:: STUDY TEXT

Is there a maximum length for the dynamic SQL generated for moving data into a SQL based table?
I am writing a python recipe to join two csv datasets and write to a postgres table.
Here is the first error:
An invalid argument has been encountered : Column name not matching between query and schema (Total Randomized or Receiving Treatment-United States of Americ, expected Total Randomized or Receiving Treatment-United States of America) SELECT * FROM "CLINICALTRIALCOSTPROJECTION_sitespatientsvisitsbyregion_t" LIMIT 10000. Please check dataset schema.
The length of the column ("Total Randomized or Receiving Treatment-United States of America") is 64
Here is another error after the script runs when I try to explore the data (I get a similar error to the one above) and then go to created tabe settings:
Connection OK. Table exists, but schema does not match : Name mismatch for column 39 : '1st Patient Recruited _FPI_' in dataset, '1st Patient Recruited (FPI)' in table
DSS did write his schema with the label you provided when creating the output dataset, while Postgres truncated it, that is why after the recipe completes and DSS tries to synchronize his schema (with the accurate label) with the Postgres schema (with the truncated label), it gives an error.

::::

**TO DO**
#1 Could you repeat the passage of the Postgres thread that opens with the words containing "Is there a maximum" and closes with "check dataset schema."?
#2 In the Postgres thread, what is the poster's Python recipe meant to do?
#3 How would the Postgres thread go on? Continue it from where it stops.
These entries have nothing to do with the Postgres thread.

:: LISTED ENTRIES

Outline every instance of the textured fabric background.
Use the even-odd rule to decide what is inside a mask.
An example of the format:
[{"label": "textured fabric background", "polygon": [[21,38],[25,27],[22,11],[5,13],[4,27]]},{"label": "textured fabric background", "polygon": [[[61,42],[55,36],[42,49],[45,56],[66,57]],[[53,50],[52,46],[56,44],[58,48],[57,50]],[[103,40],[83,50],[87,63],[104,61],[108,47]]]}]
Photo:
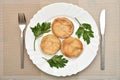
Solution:
[{"label": "textured fabric background", "polygon": [[[84,71],[70,77],[54,77],[40,71],[25,52],[25,68],[20,69],[18,13],[27,23],[43,6],[68,2],[87,10],[99,27],[100,11],[106,9],[105,66],[100,70],[100,53]],[[0,0],[0,80],[120,80],[120,1],[119,0]],[[76,13],[77,14],[77,13]]]}]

::::

**ANSWERS FOR THIS EXERCISE**
#1
Is there a maximum length for the dynamic SQL generated for moving data into a SQL based table?
I am writing a python recipe to join two csv datasets and write to a postgres table.
Here is the first error:
An invalid argument has been encountered : Column name not matching between query and schema (Total Randomized or Receiving Treatment-United States of Americ, expected Total Randomized or Receiving Treatment-United States of America) SELECT * FROM "CLINICALTRIALCOSTPROJECTION_sitespatientsvisitsbyregion_t" LIMIT 10000. Please check dataset schema.

#2 It joins two CSV datasets and writes the result to a Postgres table.

#3
As per Postgres documentation you can raise this limit in the Postgres config
The system uses no more than NAMEDATALEN-1 bytes of an identifier; longer names can be written in commands, but they will be truncated. By default, NAMEDATALEN is 64 so the maximum identifier length is 63 bytes. If this limit is problematic, it can be raised by changing the NAMEDATALEN constant in src/include/pg_config_manual.h.
Hi @Alex. I had two uploaded csv files and I was using a python script recipe to join them and write them to a postgres table. I used pgAdmin to check the structure of the table in postgres and it was fine. I was not able to import the table as a new dataset.
Hi Pouya, try using dropAndCreate=True as parameter of https://doc.dataiku.com/dss/latest/api/python/datasets.html?highlight=write_with_schema#dataiku.Dataset.write_with_schema Note that doing a join in-memory using Python is not very efficient. Can you use a Join recipe instead to leverage in-database computation?